▶ [PROBLEM 1]:
In the elephant septicaemia passage, which organism did sequencing show the isolate from the elephant samples to be?
▶ [PROBLEM 2]:
Write a continuation of the passage on Bisgaard taxon 45 in elephants, starting after its final sentence.

▶ [SELECTED EXTRACT]:

Haemorrhagic septicaemia hadn’t been reported in African elephants before but has been recognized in Asian elephants. A paper from 1906 describes how sudden deaths in domestic Asian elephants in Burma (now Myanmar) were typically attributed to either snakebite or anthrax, until one veterinarian looked in a microscope and saw bipolar-staining coccobacilli like those observed in cases of haemorrhagic septicaemia in cattle. Over 110 years later, the same coccobacilli could be seen in our African elephant samples.
We performed a variety of laboratory tests and found no evidence that other bacteria, viruses, or toxins were underlying the pathology we observed, and started writing up a draft manuscript of our findings on haemorrhagic septicaemia caused by P. multocida. Things took an unexpected turn when isolates from our samples sent to South Africa for culture appeared to be P. multocida but failed to react with any of the four capsular types for this bacterium. The samples were sucrose-negative on further biochemical tests. Together, these results indicated that the isolates were not typical P. multocida after all. Sequencing confirmed that the isolate from the elephant samples was in fact Bisgaard taxon 45 – a very close relative of P. multocida that is yet to be officially named.
Previously reported strains of Bisgaard taxon 45 came from humans who had been bitten by big cats and from healthy psittacines (parrots and their relatives) but had not been associated with septicaemia mortalities like those observed in the elephants in 2020. Whole genome sequencing in our study revealed that Bisgaard taxon 45 shares some of the same virulence factors - molecules that help bacteria infect their hosts and cause disease – with P. multocida. These results led us to completely rewrite our manuscript with Bisgaard taxon 45, not P. multocida, as the culprit.

Data excerpts:
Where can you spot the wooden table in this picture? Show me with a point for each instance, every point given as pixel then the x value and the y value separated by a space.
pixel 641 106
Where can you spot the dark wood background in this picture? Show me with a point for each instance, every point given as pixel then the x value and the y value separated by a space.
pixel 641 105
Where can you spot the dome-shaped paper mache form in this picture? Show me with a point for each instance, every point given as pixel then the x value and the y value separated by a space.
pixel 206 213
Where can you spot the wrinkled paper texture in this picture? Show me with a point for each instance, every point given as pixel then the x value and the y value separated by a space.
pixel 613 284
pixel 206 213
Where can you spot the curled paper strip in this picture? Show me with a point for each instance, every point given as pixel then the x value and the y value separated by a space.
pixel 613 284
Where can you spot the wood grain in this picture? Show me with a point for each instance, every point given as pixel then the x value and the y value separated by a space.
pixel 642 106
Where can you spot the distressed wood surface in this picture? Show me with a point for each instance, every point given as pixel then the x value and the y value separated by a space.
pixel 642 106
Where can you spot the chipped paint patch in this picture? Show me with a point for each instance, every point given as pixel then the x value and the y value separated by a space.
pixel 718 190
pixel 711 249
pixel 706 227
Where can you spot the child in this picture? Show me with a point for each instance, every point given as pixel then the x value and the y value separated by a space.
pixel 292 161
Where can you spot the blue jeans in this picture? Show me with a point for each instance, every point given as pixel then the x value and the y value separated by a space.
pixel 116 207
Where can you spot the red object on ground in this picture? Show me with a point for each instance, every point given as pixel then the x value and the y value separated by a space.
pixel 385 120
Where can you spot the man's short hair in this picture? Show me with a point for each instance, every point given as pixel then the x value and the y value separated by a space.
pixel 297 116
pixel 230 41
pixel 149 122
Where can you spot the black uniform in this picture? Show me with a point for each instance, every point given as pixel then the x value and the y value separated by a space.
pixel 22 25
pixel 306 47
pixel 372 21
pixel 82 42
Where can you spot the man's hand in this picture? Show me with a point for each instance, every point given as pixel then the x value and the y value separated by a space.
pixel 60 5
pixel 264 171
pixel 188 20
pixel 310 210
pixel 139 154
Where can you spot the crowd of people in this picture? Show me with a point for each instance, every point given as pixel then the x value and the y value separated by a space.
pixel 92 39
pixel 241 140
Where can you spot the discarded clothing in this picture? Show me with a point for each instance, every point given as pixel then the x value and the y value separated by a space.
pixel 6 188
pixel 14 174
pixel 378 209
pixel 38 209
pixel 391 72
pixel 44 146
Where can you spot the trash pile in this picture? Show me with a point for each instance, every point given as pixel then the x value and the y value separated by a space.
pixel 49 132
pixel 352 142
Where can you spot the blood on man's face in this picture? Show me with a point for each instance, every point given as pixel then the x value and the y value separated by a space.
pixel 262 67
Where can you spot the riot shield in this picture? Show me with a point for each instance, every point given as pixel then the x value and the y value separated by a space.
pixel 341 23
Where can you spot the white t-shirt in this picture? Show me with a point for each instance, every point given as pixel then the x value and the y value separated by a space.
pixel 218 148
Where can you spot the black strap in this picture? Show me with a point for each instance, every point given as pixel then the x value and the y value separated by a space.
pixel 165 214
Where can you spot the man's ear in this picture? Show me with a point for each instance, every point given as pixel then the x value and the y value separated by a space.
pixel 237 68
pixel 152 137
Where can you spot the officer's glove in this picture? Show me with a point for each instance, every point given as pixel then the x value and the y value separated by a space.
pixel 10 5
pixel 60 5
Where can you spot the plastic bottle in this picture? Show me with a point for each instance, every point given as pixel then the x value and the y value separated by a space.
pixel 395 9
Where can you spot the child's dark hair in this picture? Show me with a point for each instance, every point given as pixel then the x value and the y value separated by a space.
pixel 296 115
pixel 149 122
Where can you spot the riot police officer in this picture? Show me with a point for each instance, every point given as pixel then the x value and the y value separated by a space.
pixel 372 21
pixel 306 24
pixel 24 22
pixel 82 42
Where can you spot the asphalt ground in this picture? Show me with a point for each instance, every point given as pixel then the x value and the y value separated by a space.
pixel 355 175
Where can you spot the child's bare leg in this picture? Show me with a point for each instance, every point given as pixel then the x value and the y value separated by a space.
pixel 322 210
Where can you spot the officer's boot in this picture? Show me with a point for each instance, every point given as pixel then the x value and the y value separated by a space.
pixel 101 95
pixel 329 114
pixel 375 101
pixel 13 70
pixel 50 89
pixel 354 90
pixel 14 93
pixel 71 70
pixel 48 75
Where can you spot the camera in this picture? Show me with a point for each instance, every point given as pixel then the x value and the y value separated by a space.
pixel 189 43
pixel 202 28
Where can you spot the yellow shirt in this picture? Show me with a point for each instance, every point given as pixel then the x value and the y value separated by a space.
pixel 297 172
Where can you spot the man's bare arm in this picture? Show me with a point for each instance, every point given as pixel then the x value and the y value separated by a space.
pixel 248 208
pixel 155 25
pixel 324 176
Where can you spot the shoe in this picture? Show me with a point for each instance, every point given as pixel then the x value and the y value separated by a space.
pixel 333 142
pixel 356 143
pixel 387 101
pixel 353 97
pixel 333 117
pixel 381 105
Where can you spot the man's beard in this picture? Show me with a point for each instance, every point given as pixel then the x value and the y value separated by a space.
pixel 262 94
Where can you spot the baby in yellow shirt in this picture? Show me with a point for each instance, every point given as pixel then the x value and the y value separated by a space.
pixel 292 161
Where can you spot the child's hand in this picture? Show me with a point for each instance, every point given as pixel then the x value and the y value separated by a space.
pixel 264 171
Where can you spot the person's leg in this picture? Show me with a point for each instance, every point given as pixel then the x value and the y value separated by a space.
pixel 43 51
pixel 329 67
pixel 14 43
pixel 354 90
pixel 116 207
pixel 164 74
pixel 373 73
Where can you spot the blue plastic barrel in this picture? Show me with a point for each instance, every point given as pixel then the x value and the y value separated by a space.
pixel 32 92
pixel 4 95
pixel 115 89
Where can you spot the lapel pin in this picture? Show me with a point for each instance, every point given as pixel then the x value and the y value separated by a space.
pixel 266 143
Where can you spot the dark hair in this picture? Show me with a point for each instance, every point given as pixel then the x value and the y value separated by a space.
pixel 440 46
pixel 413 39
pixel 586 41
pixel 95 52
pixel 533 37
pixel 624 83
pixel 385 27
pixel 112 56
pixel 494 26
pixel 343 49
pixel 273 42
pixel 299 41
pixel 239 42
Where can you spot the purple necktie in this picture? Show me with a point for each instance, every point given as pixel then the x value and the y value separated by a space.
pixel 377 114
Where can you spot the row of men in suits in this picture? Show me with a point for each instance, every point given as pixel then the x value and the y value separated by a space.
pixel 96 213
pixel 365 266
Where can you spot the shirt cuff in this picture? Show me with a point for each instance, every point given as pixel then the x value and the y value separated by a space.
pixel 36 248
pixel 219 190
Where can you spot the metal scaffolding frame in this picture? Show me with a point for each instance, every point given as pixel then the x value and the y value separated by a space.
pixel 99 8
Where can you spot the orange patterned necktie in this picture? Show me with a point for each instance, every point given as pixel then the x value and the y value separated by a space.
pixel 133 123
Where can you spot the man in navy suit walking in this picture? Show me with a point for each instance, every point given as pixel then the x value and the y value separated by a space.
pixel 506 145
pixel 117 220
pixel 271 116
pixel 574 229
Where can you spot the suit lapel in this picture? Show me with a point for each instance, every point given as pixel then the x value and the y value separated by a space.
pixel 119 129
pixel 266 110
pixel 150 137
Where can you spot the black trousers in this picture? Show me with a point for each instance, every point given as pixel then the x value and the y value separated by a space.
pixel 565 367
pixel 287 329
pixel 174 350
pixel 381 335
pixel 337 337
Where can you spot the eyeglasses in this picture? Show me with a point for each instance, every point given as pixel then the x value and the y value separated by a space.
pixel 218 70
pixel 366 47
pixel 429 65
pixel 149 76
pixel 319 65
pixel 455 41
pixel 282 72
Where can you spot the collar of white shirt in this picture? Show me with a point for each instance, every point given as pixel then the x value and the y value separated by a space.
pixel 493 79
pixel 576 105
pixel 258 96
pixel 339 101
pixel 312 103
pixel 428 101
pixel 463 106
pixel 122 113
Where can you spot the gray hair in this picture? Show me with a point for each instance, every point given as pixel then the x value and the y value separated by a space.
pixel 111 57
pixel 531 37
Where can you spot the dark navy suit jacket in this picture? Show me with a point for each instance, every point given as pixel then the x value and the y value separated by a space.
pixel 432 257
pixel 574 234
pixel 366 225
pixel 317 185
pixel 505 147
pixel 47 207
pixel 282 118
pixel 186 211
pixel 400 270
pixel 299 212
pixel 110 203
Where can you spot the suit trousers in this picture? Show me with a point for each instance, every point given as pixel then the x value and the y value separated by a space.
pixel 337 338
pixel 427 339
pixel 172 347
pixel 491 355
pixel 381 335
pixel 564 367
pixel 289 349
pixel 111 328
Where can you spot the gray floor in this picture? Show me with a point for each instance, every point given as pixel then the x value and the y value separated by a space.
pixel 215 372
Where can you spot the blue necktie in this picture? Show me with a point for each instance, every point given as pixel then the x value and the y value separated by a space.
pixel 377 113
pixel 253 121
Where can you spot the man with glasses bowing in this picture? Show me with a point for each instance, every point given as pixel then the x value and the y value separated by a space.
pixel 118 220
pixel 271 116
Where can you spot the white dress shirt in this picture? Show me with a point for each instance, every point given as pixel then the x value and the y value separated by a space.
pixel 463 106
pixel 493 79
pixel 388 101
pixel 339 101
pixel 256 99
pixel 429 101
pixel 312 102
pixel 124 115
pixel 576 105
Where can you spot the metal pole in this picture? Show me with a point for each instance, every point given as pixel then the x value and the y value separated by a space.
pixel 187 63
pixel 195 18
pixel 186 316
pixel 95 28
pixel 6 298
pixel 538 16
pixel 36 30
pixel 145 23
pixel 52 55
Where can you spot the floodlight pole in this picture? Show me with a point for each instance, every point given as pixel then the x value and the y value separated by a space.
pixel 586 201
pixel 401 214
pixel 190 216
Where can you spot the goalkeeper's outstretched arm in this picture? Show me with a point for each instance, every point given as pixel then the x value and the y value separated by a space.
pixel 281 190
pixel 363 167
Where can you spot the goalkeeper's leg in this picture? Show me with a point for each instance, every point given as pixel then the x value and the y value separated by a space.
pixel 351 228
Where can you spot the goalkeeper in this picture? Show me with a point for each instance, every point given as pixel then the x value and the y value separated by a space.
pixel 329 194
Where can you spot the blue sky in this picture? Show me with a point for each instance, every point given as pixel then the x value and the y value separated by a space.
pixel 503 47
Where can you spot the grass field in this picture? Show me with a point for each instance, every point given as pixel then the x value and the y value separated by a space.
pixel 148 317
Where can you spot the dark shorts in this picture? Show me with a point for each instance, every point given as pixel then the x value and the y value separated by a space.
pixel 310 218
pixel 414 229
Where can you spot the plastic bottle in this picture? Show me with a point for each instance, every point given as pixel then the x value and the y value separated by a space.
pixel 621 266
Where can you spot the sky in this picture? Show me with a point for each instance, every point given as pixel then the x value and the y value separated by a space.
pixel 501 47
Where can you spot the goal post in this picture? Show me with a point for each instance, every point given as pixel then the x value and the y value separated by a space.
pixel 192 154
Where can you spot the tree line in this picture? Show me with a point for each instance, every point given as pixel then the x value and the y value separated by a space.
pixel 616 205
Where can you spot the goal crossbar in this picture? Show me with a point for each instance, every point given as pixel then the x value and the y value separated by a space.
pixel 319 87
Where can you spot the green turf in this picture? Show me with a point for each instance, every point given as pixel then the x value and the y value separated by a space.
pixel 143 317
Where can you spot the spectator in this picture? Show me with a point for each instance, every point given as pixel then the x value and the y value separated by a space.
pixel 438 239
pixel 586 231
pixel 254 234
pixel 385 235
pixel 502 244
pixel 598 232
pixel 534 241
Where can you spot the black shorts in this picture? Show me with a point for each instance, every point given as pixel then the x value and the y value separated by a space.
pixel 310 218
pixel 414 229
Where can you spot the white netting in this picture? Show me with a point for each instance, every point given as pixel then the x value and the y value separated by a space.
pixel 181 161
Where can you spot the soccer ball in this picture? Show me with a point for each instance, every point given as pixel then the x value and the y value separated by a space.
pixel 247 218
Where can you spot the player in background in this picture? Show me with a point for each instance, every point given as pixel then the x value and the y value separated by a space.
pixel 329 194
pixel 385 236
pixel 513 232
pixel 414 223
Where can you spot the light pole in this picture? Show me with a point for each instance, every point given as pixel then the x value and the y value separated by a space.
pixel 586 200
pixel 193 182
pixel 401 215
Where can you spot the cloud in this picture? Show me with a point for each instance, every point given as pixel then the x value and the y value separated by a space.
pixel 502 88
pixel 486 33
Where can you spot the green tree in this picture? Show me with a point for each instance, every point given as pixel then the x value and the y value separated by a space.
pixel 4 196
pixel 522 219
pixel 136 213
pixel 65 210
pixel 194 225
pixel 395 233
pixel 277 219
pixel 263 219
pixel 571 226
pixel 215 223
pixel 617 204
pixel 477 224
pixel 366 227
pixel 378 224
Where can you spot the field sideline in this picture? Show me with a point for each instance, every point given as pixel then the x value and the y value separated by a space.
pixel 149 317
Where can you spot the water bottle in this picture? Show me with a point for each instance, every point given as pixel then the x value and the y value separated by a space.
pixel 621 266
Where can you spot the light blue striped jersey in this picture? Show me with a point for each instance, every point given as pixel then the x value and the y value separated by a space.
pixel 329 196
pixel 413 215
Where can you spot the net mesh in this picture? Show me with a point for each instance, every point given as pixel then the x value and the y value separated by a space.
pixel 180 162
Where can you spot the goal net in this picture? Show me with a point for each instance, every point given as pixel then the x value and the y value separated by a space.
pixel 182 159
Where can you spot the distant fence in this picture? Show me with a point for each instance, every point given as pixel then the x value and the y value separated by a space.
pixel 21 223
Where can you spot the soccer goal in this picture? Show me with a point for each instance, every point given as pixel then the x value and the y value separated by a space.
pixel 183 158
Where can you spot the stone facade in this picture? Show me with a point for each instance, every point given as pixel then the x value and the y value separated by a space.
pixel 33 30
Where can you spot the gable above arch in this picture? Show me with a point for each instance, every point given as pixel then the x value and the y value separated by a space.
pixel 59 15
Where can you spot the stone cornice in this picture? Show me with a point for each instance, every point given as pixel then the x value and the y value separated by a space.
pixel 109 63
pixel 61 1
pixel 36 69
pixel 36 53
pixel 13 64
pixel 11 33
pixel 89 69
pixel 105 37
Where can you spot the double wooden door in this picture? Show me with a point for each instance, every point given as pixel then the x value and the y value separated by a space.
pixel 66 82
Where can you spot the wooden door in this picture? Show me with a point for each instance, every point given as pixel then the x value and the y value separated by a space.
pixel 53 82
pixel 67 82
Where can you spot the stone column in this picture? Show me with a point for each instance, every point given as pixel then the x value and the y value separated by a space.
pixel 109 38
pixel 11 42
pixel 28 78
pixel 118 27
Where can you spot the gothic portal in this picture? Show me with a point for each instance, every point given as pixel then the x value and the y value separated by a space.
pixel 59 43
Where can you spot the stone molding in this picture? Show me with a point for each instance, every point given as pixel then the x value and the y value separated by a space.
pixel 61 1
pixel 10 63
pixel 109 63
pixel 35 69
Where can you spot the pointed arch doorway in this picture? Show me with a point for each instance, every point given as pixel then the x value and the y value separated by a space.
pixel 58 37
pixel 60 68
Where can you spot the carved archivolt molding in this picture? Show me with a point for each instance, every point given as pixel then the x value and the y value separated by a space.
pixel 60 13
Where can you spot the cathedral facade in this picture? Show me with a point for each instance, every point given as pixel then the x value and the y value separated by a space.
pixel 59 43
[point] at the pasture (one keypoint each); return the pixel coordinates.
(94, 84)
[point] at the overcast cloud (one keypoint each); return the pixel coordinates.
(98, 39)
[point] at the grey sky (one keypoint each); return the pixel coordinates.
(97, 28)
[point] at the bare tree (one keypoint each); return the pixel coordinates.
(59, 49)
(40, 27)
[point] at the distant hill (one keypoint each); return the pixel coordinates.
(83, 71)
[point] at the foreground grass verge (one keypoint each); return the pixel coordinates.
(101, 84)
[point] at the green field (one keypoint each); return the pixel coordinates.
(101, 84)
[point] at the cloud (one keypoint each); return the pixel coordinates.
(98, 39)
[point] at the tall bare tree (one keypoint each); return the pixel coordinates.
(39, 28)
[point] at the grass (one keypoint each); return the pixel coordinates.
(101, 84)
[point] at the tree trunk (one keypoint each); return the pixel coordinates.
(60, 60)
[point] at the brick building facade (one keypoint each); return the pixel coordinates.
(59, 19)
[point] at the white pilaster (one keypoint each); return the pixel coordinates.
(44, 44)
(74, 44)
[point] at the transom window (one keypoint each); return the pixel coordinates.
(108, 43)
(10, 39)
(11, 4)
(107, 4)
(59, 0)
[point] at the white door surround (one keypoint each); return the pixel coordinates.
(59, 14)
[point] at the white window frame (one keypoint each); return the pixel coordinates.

▶ [RESPONSE BOX 1]:
Bisgaard taxon 45, a very close relative of P. multocida that is yet to be officially named.

▶ [RESPONSE BOX 2]:
There are still many questions to be answered about the epidemiology of Bisgaard taxon 45, particularly what triggered this mortality event in 2020. We suggest that a combination of stress from heat and limited forage and water in a high-density population of elephants may have been the underlying cause. This year we could see more elephant deaths - the rains stopped early, winter was relatively warm, and we are now in the hot dry season that is most stressful for wildlife.
What do our findings mean for elephants in the region? The area of Zimbabwe where the mortalities occurred is part of the Kavango-Zambezi (KAZA) Transfrontier Conservation Area, which encompasses over 500,000 km2 and is home to the largest population of elephants in Africa. This area is critical for the conservation of elephants, which are now endangered. In 2022, a group of researchers conducted a large-scale series of aerial surveys to estimate the number of elephants in KAZA. The results of the KAZA Elephant Survey were just released in August: the population size appeared to be stable, but a high number of recent elephant carcasses were observed during the surveys. We don’t know whether Bisgaard taxon 45 caused some of those mortalities, but it should be on the differential diagnosis list for sudden death in African elephants. Further research will be essential to understanding this organism and its relationship with elephants and other animals in the wild, as well as what threat it may pose to wildlife conservation.